• _Texto de leitura_:
* * *

Pra quem não se lembra de Kung Fu Panda, ou só lembra algumas cenas soltas mas não o final, um dos pontos principais do filme é o incrível e maravilhoso Pergaminho do Dragão. Apenas O Dragão Guerreiro pode ter a honra lê-lo, e fazer isso lhe tornaria o ser mais poderoso das redondezas. Do balacobaco mesmo.

Só que, quando aberto, em um momento de pleno desespero… o pergaminho não tinha nada. Sem solução para um conflito iminente, Po faz uma retirada estratégica (leia-se: de derrota), e seu pai tenta animá-lo contando algo que há anos guardava consigo. Em sua loja de macarrão, um prato muito pedido era a sopa do ingrediente secreto, e muitos queriam saber qual era esse grande ingrediente pois a sopa era ótima! Pois bem, o ingrediente… nunca existiu! A sopa era boa porque era. Porque o pai dele fazia acreditando que ela era especial. Porque havia amor ali.

E, de repente, Po se dá conta de que o pergaminho do dragão não tem simplesmente “nada”. Ele é… um espelho! Tudo que Po precisava já estava bem ali, dentro dele.

(tecnicamente, eu pediria desculpa pelo spoiler para quem não viu, mas quem ainda não viu esse filme é que deveria pedir desculpa. por favor, vá ver a trilogia inteira para redimir sua alma. obrigada.)

Uns meses atrás (inclusive, marcado em um post de playlist semanal), por algum motivo que nem lembro direito, eu decidi reler minha primeira história postada a público. Acho que queria reler algumas cenas específicas, mas acabei ficando e relendo tudo. Me surpreendeu quão fácil foi essa decisão, considerando como geralmente evito com afinco entrar em contato com as primeiras coisas que fiz, mas depois fui bem grata por ela. E, inclusive, eu pensei em fazer um post por aqui por isso, mas deixei escapar a faísca.

Só que essa vontade voltou, então cá estou.

Contexto pra quem só me conheceu nos últimos anos, ou talvez tenha chegado nessa news de paraquedas, e não conhece meu início de carreira. Minha primeira história postada foi uma fanfic (aquelas histórias baseadas em alguma mídia que já existe) de Kingdom Hearts, de nome Past & Future. Ainda é encontrada no Nyah, mas sua primeira versão mesmo foi do Orkut, que feliz ou infelizmente levou consigo quando morreu. O enredo era basicamente: os protagonistas que conhecemos nos jogos cresceram e tiveram filhos, e esses filhos são os “escolhidos” da vez. Vários questionamentos sobre qual era o real mérito deles nessa batalha - foram escolhidos porque realmente tinham o poder necessário, ou apenas porque são filhos de quem são? -, encarar que talvez seus pais tenham um passado meio tempestuoso, uma traição de integrante do grupinho principal, eu colocando Spyro e Jovens Titãs no meio só porque amava eles, enfim. É uma boa proposta, inegavelmente, e eu me diverti muito fazendo. Me joguei com tudo.

* * *

• _Dados fornecidos_:

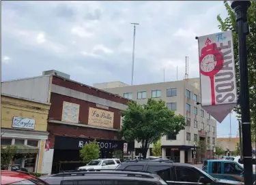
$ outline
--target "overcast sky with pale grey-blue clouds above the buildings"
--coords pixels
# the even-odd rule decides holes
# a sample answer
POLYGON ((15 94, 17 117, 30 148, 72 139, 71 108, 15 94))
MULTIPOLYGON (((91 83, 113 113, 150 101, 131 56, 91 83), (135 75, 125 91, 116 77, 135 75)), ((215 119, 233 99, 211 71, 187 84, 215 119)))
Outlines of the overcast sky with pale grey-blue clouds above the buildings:
MULTIPOLYGON (((196 36, 218 32, 223 1, 2 1, 2 81, 55 69, 92 85, 130 84, 133 27, 134 84, 199 77, 196 36)), ((236 137, 238 123, 231 116, 236 137)), ((218 124, 228 137, 229 118, 218 124)))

* * *

• _Exercícios_:
[1] Identifique no texto de leitura todos os títulos de obras de ficção citados pelo nome, entre filmes, jogos, desenhos e histórias.
[2] Escreva a continuação do texto de leitura a partir do ponto em que ele termina, mantendo o tom e o estilo da autora.

• _Respostas_:
[1] Kung Fu Panda, Kingdom Hearts, Past & Future, Spyro e Jovens Titãs.

[2]
Mas, bem, foi a primeira fic. A primeira história que de fato coloquei no papel/arquivo do Word, apesar de já ter criado tantas outras antes (tinha inclusive um projeto de mangá inteirinho na cabeça, que hoje já virou saga literária, mas enfim). A primeira que coloquei pro público ler, julgar, comentar, se emocionar, dar dicas, criticar. Eu nem tinha jogado todos os jogos (tinha jogado só um, na verdade, e sabia por alto do plot de outro)! Ela tem vários erros bem amadores, coisas que já me deram muito nervoso e hoje ainda dou risadinhas lembrando. Tem várias coisas que eu exploraria bem mais se estivesse escrevendo hoje em dia. Mas a Anne de 15 anos fez o melhor dela - e, acreditem, a guria era muito perfeccionista e insegura, então realmente foi o melhor que era possível.

E querem saber? P&F teve público! Não se tornou nenhuma Famosinha (acho, pelo menos?), mas tinha leitores fiéis. Tinha inclusive gente que nunca jogou lendo, porque ficamos amigos no meio da vida no Nyah e queriam ver aquela história que eu tanto falava - porque, pois é, naquela época, tu me dava “oi” na internet e eu já tava falando de algo da minha fic, ou pelo menos de KH. Teve inclusive uma autora de uma das “famosinhas” lendo (e eu super estimava ela e sua fic, help, quase infartei quando ela apareceu comentando algo meu). Tinha escritores genuinamente experientes - pelo menos, bem mais que eu naquela época -, que escreviam histórias que eu idolatrava, e sempre me perguntei como raios eles acabaram lendo aquela minha historiazinha iniciante (eu pensava coisas piores na época e por vários anos seguintes, mas sou mais gentil com minhas primeiras criações hoje em dia). Não que eu fosse reclamar, né, mas por dentro eu tava lá “meu Deus, que que eles viram nela??”.

Enquanto eu relia, em pleno 2023, depois de vários altos e baixos na vida como um todo e na escrita também, a chave clicou. Só precisei de 12 anos, mas resolvi o mistério! /piada

A magia sempre esteve lá. É verdade que ela tava meio nublada por algumas cenas “cringe”, umas descrições corridas, uns furos de plot pelos jogos que não joguei… mas, olhando com a maturidade que tenho agora, me pareceu tão óbvio. Tinha tanta emoção ali, tanta verdade. Eu era encantada por aquela história, e dá pra ver isso em cada linha, mesmo as que eu mudaria em revisão. Eu me esforcei não só pra ter uma história legal e plausível, mas pra demonstrar o que cada personagem sentia, como eles reagiam a cada evento desdobrando, como se relacionavam um com o outro. Tudo era sobre eles, afinal, por eles, para eles. E ficou bom! Ficou interessante! Eu mesma relendo pensava “nossa, quero ver como eles vão lidar com isso!”. Às vezes, eram só pequenos momentos, mas eu me pegava sorrindo com as interações que rolavam.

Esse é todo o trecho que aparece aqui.